_SELECTED EXTRACT_

PHOTOS: Courtesy of Shades of Winter
From vast powdery slopes deep in the Canadian Monashee Mountains to the venerable Swiss ski resort of Engelberg, from the remote reaches of Abisko in northern Sweden to the unlikely turns on the 4,200-meter Hawaiian volcano Mauna Kea, Between takes viewers on a thrilling odyssey, while celebrating freeskiiing.
Six elite big mountain skiers--including film director Sandra Lahnsteiner and alpine ski star Julia Mancuso--chase big lines at seven exotic locations, while offering a unique look at the moments between the epic on-mountain conquests.
The world premiere of the latest from Shades of Winter, and their first full-length 90-minute feature film, was held in Munich on October 7.
"It's been a tough project finding the time, especially because I've wanted to give my best effort to Sandra," Mancuso told POWDER prior to the screening. "It was a lot of effort, but it's been awesome and we've gotten to ski a lot of awesome places."

_WHAT THE TASK ASKS_
Continue the article about the ski film Between, picking up after its last sentence.

_Region pointing data_

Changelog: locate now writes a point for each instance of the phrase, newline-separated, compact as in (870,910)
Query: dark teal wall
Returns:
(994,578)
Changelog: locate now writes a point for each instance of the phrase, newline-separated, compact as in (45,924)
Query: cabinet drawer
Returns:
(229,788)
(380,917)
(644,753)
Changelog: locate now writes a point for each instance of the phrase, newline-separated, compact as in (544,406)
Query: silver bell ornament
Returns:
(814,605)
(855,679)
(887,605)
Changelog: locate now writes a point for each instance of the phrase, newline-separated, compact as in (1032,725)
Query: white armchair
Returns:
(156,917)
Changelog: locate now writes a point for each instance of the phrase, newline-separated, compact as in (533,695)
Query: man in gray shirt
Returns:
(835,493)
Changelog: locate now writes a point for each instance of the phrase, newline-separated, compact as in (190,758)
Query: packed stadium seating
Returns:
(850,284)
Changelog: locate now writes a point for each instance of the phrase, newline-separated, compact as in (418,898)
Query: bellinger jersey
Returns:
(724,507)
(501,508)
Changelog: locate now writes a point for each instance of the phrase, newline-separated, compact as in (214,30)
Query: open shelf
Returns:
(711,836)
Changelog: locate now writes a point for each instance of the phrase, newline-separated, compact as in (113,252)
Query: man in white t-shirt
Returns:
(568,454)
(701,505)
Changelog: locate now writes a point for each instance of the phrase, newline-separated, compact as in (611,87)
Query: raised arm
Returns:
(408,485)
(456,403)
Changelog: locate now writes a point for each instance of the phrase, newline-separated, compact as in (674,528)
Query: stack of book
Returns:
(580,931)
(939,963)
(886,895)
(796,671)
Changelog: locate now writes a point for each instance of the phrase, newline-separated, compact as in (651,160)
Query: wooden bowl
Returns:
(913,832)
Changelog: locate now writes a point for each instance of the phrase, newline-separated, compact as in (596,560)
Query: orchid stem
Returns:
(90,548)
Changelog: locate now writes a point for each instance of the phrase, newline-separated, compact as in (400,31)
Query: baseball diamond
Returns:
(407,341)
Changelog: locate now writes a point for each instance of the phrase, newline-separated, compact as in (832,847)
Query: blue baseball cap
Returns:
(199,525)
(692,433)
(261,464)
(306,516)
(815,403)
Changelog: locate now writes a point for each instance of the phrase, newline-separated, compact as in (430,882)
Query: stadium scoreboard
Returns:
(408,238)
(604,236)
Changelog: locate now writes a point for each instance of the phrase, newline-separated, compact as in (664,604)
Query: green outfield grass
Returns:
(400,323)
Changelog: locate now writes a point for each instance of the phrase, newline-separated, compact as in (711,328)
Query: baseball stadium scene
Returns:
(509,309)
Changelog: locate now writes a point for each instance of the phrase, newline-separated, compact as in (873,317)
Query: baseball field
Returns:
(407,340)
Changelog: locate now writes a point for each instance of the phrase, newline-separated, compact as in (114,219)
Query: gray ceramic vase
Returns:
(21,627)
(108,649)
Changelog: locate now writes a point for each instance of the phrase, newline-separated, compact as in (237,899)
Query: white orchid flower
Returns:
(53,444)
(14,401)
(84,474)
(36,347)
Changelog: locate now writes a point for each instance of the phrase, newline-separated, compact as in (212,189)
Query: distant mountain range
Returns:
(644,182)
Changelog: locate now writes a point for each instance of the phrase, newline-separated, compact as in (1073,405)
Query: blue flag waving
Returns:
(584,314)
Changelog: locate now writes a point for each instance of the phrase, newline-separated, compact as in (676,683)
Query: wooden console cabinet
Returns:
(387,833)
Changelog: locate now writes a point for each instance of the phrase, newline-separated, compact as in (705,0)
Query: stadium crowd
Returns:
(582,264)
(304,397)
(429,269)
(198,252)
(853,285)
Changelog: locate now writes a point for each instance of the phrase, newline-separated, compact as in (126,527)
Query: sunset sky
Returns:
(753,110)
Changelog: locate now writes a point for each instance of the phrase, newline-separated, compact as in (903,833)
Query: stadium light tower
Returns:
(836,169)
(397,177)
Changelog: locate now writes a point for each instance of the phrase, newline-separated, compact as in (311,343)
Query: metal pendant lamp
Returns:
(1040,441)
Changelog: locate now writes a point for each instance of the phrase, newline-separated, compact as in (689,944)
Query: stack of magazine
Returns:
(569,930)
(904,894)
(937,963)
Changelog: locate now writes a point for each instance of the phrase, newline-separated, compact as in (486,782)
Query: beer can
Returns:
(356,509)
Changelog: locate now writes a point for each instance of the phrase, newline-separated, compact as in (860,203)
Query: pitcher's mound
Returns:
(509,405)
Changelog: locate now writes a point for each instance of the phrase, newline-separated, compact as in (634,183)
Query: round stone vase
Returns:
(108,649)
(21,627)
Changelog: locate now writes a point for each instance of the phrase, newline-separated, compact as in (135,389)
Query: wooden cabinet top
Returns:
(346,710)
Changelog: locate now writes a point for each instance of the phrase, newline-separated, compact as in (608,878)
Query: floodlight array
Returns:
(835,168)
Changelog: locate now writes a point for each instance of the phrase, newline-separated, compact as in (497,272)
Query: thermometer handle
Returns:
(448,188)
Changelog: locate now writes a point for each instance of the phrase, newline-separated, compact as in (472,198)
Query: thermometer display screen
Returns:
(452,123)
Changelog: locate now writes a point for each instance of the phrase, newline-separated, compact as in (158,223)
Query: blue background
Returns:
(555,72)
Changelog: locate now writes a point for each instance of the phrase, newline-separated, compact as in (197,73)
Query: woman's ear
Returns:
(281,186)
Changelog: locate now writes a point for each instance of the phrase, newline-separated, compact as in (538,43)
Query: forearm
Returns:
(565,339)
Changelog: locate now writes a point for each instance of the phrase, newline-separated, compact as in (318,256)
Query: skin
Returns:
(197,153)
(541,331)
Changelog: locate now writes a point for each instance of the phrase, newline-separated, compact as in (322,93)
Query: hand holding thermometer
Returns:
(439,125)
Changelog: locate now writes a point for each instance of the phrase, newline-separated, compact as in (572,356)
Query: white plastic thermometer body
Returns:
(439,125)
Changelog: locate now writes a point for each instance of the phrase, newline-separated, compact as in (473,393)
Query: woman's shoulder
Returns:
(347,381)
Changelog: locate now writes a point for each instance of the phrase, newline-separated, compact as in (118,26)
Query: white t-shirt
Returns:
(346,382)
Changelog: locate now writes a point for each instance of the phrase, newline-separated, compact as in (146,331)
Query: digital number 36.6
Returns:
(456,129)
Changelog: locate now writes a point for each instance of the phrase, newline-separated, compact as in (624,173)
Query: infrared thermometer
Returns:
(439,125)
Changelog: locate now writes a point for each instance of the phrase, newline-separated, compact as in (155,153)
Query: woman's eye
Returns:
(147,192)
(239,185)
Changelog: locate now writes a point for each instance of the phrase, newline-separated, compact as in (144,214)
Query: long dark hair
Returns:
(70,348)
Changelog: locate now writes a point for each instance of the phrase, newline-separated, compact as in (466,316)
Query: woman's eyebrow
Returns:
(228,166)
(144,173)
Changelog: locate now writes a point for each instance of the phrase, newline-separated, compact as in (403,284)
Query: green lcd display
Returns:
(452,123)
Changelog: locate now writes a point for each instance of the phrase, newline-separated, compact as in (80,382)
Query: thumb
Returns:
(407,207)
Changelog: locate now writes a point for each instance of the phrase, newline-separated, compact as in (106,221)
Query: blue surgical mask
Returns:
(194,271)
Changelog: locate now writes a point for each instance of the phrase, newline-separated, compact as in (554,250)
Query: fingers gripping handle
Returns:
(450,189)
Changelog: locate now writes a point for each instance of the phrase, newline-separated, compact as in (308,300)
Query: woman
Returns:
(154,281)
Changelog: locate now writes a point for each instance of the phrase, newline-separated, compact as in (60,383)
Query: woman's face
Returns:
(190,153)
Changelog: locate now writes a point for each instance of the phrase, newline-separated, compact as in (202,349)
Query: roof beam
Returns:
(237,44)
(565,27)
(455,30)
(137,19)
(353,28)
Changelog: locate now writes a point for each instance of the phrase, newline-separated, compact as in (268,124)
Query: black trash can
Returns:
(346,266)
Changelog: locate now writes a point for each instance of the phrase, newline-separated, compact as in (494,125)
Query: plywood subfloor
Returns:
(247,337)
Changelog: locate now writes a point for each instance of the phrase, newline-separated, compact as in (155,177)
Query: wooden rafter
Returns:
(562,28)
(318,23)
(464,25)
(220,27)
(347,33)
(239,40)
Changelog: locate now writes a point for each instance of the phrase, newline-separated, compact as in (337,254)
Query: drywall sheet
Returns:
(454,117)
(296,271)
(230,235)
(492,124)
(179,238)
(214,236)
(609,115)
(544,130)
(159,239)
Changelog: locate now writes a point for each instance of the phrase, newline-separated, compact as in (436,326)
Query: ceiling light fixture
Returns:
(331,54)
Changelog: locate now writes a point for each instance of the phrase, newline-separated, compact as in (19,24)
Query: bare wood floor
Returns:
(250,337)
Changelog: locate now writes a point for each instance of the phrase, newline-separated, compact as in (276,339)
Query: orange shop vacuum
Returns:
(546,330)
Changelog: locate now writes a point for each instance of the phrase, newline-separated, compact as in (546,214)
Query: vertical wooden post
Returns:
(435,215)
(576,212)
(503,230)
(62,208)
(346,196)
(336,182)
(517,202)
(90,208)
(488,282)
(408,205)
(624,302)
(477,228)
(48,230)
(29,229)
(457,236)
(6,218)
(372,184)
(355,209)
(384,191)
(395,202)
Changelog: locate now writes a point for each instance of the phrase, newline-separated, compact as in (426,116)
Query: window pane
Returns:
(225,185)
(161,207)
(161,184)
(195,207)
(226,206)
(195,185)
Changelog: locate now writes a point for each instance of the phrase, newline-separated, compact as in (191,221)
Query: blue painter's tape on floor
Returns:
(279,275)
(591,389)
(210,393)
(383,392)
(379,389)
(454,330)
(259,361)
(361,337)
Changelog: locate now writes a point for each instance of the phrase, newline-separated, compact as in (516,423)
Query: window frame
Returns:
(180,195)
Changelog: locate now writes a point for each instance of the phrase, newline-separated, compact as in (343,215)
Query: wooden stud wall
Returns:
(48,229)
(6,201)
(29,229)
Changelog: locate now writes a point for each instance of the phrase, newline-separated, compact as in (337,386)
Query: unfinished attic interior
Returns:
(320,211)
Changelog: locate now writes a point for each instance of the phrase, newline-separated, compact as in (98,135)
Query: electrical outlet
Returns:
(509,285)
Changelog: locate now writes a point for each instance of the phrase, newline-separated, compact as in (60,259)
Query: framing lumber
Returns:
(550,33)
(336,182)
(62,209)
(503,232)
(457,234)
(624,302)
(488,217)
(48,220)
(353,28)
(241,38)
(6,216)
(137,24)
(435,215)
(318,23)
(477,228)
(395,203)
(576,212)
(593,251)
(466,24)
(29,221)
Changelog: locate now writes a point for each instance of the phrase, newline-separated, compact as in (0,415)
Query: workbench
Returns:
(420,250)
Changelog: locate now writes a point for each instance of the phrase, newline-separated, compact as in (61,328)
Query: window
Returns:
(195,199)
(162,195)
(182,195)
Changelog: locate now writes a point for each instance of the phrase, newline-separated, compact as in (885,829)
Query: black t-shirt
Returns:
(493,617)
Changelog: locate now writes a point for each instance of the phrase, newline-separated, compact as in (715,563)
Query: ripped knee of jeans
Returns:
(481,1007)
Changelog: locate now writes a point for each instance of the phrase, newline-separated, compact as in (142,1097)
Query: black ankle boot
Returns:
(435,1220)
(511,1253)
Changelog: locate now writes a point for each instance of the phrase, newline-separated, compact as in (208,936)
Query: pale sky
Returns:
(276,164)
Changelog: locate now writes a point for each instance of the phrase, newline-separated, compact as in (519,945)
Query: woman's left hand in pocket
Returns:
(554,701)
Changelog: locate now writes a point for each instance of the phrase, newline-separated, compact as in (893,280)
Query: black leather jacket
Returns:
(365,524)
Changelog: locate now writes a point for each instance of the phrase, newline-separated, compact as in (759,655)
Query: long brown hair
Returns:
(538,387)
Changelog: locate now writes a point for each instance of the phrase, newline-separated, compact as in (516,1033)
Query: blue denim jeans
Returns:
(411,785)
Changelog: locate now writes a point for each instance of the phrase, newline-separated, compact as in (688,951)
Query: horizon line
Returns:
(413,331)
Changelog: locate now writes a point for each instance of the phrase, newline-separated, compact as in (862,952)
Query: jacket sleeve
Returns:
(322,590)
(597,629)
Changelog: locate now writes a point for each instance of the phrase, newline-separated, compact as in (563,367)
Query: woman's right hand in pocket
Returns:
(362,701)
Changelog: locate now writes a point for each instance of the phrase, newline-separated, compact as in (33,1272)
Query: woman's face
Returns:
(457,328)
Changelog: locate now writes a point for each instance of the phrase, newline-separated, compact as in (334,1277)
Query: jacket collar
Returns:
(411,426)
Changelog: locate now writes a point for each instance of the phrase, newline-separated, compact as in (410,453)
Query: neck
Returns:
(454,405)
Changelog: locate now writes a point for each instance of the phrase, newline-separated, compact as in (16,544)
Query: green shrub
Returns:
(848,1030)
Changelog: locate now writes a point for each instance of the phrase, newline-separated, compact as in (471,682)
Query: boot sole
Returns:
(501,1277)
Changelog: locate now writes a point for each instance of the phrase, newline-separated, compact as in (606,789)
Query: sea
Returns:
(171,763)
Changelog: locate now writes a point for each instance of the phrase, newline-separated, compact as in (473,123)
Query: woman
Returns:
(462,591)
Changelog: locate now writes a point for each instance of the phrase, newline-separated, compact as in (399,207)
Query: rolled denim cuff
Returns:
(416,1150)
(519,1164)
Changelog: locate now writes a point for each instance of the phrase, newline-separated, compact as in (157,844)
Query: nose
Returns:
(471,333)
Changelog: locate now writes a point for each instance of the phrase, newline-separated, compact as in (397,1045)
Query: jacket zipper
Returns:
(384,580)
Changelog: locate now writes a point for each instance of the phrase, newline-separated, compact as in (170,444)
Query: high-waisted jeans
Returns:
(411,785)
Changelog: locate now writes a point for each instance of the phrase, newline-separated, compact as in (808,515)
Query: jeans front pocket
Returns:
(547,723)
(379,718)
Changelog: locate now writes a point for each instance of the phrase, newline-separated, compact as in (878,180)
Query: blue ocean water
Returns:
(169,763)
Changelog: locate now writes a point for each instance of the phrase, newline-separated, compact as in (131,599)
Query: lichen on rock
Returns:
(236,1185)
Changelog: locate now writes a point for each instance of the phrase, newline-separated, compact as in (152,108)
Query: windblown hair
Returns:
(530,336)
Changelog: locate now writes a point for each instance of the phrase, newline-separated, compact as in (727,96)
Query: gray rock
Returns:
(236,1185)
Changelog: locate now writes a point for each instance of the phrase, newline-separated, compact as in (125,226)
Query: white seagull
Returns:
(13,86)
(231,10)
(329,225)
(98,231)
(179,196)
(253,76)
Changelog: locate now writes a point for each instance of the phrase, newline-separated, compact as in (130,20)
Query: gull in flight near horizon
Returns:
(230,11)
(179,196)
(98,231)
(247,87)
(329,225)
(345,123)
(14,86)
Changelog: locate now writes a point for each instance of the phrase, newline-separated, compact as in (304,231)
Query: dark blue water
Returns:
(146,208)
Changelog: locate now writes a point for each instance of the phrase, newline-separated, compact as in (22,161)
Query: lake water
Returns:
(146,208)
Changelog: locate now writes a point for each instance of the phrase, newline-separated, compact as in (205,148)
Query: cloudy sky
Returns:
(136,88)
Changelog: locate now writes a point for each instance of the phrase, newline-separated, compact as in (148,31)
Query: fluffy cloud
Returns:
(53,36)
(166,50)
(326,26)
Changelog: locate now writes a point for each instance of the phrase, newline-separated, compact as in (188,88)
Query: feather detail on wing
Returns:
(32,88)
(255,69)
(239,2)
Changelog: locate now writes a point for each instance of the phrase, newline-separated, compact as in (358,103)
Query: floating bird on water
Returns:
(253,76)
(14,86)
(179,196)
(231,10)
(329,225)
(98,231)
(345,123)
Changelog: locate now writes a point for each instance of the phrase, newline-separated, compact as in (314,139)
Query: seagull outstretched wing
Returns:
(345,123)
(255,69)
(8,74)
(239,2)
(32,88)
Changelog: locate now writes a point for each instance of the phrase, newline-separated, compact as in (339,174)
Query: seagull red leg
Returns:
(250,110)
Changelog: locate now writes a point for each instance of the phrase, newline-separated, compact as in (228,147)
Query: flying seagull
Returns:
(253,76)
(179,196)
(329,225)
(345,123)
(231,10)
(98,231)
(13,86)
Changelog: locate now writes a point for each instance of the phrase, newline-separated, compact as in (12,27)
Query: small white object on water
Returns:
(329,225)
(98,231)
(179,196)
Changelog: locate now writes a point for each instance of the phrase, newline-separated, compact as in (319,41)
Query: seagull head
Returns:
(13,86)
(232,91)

_ANSWER TO THE EXERCISE_
The four-time Olympic medalist from Squaw Valley, who boasts more Olympic medals than any other U.S. female ski racer, ventured alongside Lahnsteiner to ski on the Hawaiian volcano Mauna Kea in the state where she is more accustomed to carving short-boards across towering waves than putting skis on snow.
"It was really an emotional experience because it was this goal that you had, but it wasn't happening and it was right at your fingertips," Mancuso said of the May adventure which was fraught with delays, fatigue, road closures, and illegal hitchhiking. "When we finally skied, it was at 14,000 feet and the sun was beating down and the wind was howling, so it was packed hard snow and parts corn snow, but it was pretty fun."
Mancuso, 32, who is on the verge of racing in what will be her 16th World Cup season with her sights set on the PyeongChang 2018 Olympics, hesitantly tackled the Swedish slopes of Abisko in May, returning to making turns following hip surgery last November.
"I thought we were going to ski some round hills, beauty shots with sunsets, and we got there and the lines were insane," Mancuso said of her Swedish experience in the film. "It was mini-couloirs and rocks everywhere, so I was really nervous."
Missing among the global group of ski friends at the film's debut was Swedish freeskier Matilda Rappaport, who was killed in an avalanche in Santiago, Chile on July 18.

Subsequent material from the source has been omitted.